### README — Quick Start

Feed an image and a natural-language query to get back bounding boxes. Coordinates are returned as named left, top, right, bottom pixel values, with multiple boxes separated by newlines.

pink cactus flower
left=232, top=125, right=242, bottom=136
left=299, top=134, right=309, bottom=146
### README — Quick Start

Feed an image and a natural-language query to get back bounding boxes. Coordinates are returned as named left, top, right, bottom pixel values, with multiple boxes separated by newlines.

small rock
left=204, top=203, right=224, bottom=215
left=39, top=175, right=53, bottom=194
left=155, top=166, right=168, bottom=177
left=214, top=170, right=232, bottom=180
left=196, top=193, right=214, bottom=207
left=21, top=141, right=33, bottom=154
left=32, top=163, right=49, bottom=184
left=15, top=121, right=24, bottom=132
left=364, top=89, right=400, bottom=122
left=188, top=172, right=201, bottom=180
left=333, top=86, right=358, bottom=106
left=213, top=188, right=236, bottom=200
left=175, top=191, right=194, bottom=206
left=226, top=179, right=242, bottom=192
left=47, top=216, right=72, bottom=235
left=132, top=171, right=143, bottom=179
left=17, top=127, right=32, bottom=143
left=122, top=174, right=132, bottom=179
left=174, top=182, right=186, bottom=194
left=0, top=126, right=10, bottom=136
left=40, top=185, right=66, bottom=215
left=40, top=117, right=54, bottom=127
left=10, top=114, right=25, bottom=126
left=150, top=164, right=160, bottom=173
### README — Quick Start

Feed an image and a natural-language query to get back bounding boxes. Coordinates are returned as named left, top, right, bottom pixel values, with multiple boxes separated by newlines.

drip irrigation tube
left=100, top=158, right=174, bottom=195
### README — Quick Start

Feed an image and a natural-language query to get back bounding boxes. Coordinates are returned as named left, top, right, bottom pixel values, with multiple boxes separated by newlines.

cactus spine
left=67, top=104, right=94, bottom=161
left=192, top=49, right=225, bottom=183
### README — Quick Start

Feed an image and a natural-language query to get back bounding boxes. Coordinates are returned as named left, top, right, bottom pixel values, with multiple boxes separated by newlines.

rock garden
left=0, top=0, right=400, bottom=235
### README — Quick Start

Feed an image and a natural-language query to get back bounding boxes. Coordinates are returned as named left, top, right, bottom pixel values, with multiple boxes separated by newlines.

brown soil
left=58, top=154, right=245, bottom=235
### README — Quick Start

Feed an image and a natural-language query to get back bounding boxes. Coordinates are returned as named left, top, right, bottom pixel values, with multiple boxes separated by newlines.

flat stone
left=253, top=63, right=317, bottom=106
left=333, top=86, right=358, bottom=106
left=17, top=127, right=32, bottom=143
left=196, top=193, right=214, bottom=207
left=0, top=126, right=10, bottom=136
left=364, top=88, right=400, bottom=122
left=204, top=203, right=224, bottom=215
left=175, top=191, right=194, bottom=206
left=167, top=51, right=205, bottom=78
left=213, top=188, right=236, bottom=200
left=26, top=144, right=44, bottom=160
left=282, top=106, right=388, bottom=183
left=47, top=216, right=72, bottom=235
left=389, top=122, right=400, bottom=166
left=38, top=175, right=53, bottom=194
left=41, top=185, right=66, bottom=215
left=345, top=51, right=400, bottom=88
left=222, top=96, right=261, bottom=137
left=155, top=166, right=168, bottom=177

▶ _Directive_
Reproduce all of the lines above word for word, without changing, adding, or leaving out anything.

▶ _Solution_
### README — Quick Start

Feed an image and a natural-language query to get back bounding boxes. Coordinates are returned as named left, top, right, bottom pixel values, with multiple boxes separated by newlines.

pink cactus flower
left=232, top=125, right=242, bottom=136
left=299, top=134, right=309, bottom=146
### README — Quick Start

Feed an image and a natural-language query to get back bounding boxes. Coordinates are returned as named left, top, right, bottom pixel values, with multiple boxes separated by newlines.

small rock
left=204, top=203, right=224, bottom=215
left=39, top=175, right=53, bottom=194
left=155, top=166, right=168, bottom=177
left=214, top=170, right=232, bottom=180
left=196, top=193, right=214, bottom=207
left=21, top=141, right=33, bottom=154
left=32, top=163, right=49, bottom=184
left=15, top=121, right=24, bottom=132
left=364, top=89, right=400, bottom=122
left=188, top=172, right=201, bottom=180
left=333, top=86, right=358, bottom=106
left=213, top=188, right=236, bottom=200
left=175, top=191, right=194, bottom=206
left=226, top=179, right=242, bottom=192
left=47, top=216, right=72, bottom=235
left=132, top=171, right=143, bottom=179
left=17, top=127, right=32, bottom=143
left=122, top=174, right=132, bottom=179
left=174, top=182, right=186, bottom=194
left=0, top=126, right=10, bottom=136
left=40, top=185, right=66, bottom=215
left=40, top=117, right=54, bottom=127
left=10, top=114, right=25, bottom=126
left=150, top=164, right=160, bottom=173
### README — Quick Start

Feed an image and a natural-language query to get back bounding boxes. Coordinates are returned as named left, top, right, bottom pixel values, with multiple boxes separated by newlines.

drip irrigation tube
left=100, top=158, right=174, bottom=195
### README — Quick Start

Feed an image and a natural-language query to get back bounding boxes. Coordinates are returned as named left, top, right, bottom pixel values, with multiple boxes separated by newlines.

cactus spine
left=67, top=104, right=94, bottom=161
left=192, top=49, right=225, bottom=183
### README — Quick Start

Feed an image and a natural-language query to get back bounding boxes. Coordinates are returned as named left, top, right, bottom pixel values, with multiple boxes separated by newlines.

rock garden
left=0, top=0, right=400, bottom=235
### README — Quick Start

Feed an image and a natural-language query to get back bounding boxes. Coordinates are returned as named left, top, right, bottom pixel values, with multiple boxes separated by newlines.

brown soil
left=58, top=154, right=245, bottom=235
### README — Quick Start

Feed an image and a natural-language query to get back bounding boxes. Coordinates are returned as named left, top, right, bottom pixel values, with multiple boxes separated by newlines.

flat stone
left=253, top=63, right=317, bottom=106
left=333, top=86, right=358, bottom=106
left=17, top=127, right=32, bottom=143
left=196, top=193, right=214, bottom=207
left=0, top=126, right=10, bottom=136
left=364, top=88, right=400, bottom=122
left=204, top=203, right=224, bottom=215
left=175, top=191, right=194, bottom=206
left=167, top=51, right=205, bottom=78
left=213, top=188, right=236, bottom=200
left=26, top=144, right=44, bottom=160
left=282, top=106, right=388, bottom=183
left=47, top=216, right=72, bottom=235
left=389, top=122, right=400, bottom=166
left=38, top=175, right=53, bottom=194
left=41, top=185, right=66, bottom=215
left=345, top=51, right=400, bottom=88
left=222, top=96, right=261, bottom=137
left=155, top=166, right=168, bottom=177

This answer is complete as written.